Prompt
Turn the lines of these items into a Markdown table with two columns, "Number" and "Line", numbering each line in order and leaving out blank lines.

Records for the task

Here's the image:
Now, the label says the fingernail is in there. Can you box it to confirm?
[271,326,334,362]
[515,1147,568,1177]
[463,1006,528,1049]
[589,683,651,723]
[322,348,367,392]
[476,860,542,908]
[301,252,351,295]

Answer to this problem
| Number | Line |
|---|---|
| 1 | Here's the image: |
| 2 | Now, the label says the fingernail is in there. Can you box it to confirm? |
| 3 | [271,326,334,362] |
| 4 | [515,1147,568,1177] |
| 5 | [463,1006,528,1049] |
| 6 | [589,683,651,723] |
| 7 | [322,348,367,392] |
| 8 | [476,860,542,908] |
| 9 | [301,252,351,295] |